▸ **DATA FOR THIS EXERCISE**:
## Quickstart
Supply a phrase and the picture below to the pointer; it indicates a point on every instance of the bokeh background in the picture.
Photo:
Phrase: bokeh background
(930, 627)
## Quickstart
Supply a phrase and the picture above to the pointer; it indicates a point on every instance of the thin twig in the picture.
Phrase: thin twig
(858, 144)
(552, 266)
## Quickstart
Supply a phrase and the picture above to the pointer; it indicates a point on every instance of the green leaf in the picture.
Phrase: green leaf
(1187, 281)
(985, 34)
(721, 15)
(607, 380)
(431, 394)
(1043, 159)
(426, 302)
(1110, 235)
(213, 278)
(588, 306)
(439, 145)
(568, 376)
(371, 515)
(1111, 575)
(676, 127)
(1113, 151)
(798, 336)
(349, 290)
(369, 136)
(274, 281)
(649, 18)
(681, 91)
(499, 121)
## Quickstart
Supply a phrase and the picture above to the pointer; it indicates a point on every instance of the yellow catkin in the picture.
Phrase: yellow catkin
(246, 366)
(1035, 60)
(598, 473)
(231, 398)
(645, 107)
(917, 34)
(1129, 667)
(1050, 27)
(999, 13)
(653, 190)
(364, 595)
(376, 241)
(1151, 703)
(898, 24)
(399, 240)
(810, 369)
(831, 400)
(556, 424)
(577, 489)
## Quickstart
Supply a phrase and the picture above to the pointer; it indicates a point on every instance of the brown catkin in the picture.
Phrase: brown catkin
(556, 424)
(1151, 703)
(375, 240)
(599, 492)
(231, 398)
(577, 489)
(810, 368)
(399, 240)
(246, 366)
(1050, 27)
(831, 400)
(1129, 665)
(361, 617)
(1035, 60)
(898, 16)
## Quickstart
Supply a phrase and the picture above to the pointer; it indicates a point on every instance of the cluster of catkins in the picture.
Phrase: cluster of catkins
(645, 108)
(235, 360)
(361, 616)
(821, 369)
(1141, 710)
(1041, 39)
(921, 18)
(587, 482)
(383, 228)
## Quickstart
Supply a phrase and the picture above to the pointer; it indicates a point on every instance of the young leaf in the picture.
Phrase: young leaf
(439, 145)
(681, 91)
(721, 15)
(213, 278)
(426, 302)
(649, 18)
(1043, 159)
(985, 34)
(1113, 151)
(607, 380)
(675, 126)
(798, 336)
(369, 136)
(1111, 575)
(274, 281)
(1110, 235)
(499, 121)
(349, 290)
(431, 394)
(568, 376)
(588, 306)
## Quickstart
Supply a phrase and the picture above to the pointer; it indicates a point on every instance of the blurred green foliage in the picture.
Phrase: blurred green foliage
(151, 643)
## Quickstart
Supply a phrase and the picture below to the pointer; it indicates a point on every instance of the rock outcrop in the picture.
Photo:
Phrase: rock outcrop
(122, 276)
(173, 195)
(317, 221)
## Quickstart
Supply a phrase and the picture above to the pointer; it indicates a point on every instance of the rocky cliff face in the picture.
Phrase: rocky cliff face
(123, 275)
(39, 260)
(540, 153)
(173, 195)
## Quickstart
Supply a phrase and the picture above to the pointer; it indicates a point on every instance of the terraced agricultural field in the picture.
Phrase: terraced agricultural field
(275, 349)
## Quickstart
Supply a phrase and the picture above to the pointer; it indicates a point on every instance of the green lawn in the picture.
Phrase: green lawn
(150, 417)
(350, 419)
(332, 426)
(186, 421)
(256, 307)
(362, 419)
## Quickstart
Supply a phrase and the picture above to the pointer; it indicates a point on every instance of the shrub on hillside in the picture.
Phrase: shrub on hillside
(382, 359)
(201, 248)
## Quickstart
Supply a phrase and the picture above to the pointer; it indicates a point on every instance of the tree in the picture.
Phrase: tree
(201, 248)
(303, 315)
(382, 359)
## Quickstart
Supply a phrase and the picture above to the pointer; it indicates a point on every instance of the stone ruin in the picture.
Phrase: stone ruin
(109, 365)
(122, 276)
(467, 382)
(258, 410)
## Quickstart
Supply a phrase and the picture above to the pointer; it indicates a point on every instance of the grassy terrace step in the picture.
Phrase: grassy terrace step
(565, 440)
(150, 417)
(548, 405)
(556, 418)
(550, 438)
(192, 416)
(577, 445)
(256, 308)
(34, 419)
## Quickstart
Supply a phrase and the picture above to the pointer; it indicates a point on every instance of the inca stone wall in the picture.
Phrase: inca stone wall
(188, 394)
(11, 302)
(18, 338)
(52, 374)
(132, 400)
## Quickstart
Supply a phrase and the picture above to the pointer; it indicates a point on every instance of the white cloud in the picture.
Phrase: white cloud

▸ **WHAT IS NEEDED**:
Locate every line in the items above that contains the string "catkins", treating uppercase and lowercase as different, and copy each such line.

▸ **SOLVED EXERCISE**:
Supply a phrase and the picture above to the pointer; it indicates a point on every instance of the cluster of catkins in the picture.
Phrase: cluster of catkins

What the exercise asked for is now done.